→ **SCHRIFTLICHE ANWEISUNG A**
Welche Änderung in der Geburtsurkunde hat das Gericht in Tours laut dem Text über Intersexualität einem 64-jährigen intersexuellen Menschen erlaubt?
→ **SCHRIFTLICHE ANWEISUNG B**
Führe den Text über Intersexualität im Anschluss an seinen letzten Satz weiter.

→ **QUELLDOKUMENT**
>>>

Intersexuelle nennen Mediziner Menschen, die weder genetisch (aufgrund der Geschlechtschromosomen) noch anatomisch (aufgrund von Geschlechtsorganen) noch hormonell (aufgrund des Mengenverhältnisses der Geschlechtshormone) eindeutig dem weiblichen oder männlichen Geschlecht zugeordnet werden können.
Bis heute wird das «Problem» in den meisten Fällen operativ gelöst. Den Betroffenen wird dann kurz nach Geburt ein Geschlecht buchstäblich auf den Leib geschnitten.
Präzedenzfall in Frankreich
Wegen eines Rechtfalls im französischen Tours haben die Anliegen der Intersexuellen nun ein verstärktes Echo erfahren. Ein Gericht hat dort einem 64-jährigen intersexuellen Menschen erlaubt, sein Geschlecht in der Geburtsurkunde von «männlich» in «neutral» zu ändern.
Blickt man auf das Nachbarland Deutschland, scheint das französische Urteil einen allgemeinen Zeitgeist zu treffen. So orientiert man sich in der Bundesrepublik an einer Leitlinie des Deutschen Ethikrats, die das Personenstandsregister betrifft. Sie empfiehlt, «dass bei Personen, deren Geschlecht nicht eindeutig feststellbar ist, neben der Eintragung als ‹weiblich› oder ‹männlich› auch ‹anderes› gewählt werden kann.»
Es bestehen feine Abstufungen zwischen Begrifflichkeiten wie ‹anders› und ‹neutral›. Doch insgesamt stellt sich der Eindruck ein, dass in zwei europäischen Staaten die Bipolarität des Geschlechts aufgeweicht, respektive um eine dritte Kategorie erweitert wird. Mit anderen Worten: Die Idee eines dritten Geschlechts hält Einzug.
Schweiz: offen, aber (noch) zurückhaltend
Die Nationale Ethikkommission im Bereich Humanmedizin (NEK) hat zum Thema Intersexualität ebenfalls eine Stellungnahme veröffentlicht. Zwar kommt sie zum Schluss, «dass zum jetzigen Zeitpunkt die Zweigeschlechtlichkeit beibehalten werden sollte». Dies unter anderem deshalb, weil Betroffene «oftmals den Wunsch hegten, als Mann oder Frau ihren Platz in der Gesellschaft zu finden».

<<<

→ **ZEILEN DES DATENSATZES**

>>>

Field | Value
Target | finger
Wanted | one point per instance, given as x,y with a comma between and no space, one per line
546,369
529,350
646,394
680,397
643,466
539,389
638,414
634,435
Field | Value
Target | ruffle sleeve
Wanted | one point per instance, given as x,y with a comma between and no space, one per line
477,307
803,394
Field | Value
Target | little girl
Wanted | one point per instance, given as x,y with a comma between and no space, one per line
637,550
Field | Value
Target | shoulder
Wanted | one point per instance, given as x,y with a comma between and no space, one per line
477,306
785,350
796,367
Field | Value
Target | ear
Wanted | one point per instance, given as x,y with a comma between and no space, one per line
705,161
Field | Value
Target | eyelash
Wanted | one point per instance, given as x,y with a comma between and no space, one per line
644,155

<<<
>>>

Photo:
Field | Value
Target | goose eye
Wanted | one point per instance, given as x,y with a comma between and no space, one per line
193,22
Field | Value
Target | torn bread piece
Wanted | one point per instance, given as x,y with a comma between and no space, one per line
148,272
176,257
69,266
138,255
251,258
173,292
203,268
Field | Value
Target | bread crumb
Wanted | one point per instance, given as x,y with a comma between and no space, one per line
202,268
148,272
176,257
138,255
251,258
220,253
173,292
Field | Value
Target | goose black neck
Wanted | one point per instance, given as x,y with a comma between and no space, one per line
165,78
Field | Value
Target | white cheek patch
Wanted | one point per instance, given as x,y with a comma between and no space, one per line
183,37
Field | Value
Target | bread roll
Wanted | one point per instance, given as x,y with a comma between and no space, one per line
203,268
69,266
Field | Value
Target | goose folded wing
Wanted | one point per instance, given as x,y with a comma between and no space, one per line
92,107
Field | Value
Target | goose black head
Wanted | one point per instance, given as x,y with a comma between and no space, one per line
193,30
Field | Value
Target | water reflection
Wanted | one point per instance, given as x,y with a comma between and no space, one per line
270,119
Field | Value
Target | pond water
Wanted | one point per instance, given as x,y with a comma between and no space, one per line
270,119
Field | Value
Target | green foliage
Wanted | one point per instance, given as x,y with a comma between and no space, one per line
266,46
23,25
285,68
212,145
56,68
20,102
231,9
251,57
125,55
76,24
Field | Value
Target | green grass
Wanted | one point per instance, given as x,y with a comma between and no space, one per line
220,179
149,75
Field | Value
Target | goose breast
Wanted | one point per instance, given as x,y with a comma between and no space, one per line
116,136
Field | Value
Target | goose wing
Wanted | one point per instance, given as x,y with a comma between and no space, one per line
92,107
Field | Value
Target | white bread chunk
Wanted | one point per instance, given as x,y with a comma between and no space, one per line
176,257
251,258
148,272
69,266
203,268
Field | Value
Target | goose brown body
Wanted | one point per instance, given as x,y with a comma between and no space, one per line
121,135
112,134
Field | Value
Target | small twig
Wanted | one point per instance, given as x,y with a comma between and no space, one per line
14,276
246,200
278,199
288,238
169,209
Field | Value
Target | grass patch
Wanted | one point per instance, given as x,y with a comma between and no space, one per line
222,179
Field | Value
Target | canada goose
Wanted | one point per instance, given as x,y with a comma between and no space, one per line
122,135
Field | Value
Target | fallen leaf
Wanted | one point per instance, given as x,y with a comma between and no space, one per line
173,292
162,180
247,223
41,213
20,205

<<<
>>>

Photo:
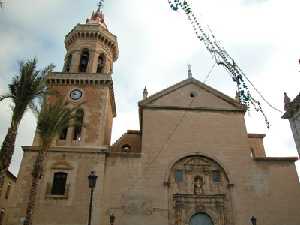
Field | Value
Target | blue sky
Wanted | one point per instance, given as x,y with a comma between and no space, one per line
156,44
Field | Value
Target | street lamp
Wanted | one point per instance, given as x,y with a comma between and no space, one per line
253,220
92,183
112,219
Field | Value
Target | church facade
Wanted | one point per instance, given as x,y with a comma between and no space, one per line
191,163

<<<

→ **ERGEBNIS DER AUFGABE A**
Die Änderung des Geschlechts von «männlich» in «neutral».

→ **ERGEBNIS DER AUFGABE B**
Doch die «Einführung einer dritte(n) Kategorie» sieht sie immerhin als diskutierbare «Variante» an.
Höhere Hemmschwelle
Dass es in der Schweiz de iure noch kein drittes Geschlecht gibt, hat laut Kathrin Zehnder, Soziologin und Genderforscherin an der Universität Zürich, verschiedene Gründe.
Vorderhand gebe es noch keinen Präzedenfall wie in Frankreich, bei dem jemand geklagt hätte. Abgesehen davon sei die Schweiz in solchen Fragen durch ihre Dimensionen geprägt: «In einem kleinen Land, in dem man sich weitgehend kennt, ist die Hemmschwelle für Rechtsschritte vermutlich höher.»
Es geht um sehr intime Details. Die Betroffenen müssen etwa vor Gericht erläutern, wie ihre Geschlechtsteile aussehen.
Ein «progressiver» Bericht der Schweizer Ethikkommission
Eine Einführung eines dritten Geschlechts hält Zehnder in der Schweiz aber prinzipiell für möglich: «Es ist doch interessant. Der Personenstand ist vom Schweizer Gesetz vorgesehen. Aber das Gesetz definiert nicht, was Geschlecht bedeutet.»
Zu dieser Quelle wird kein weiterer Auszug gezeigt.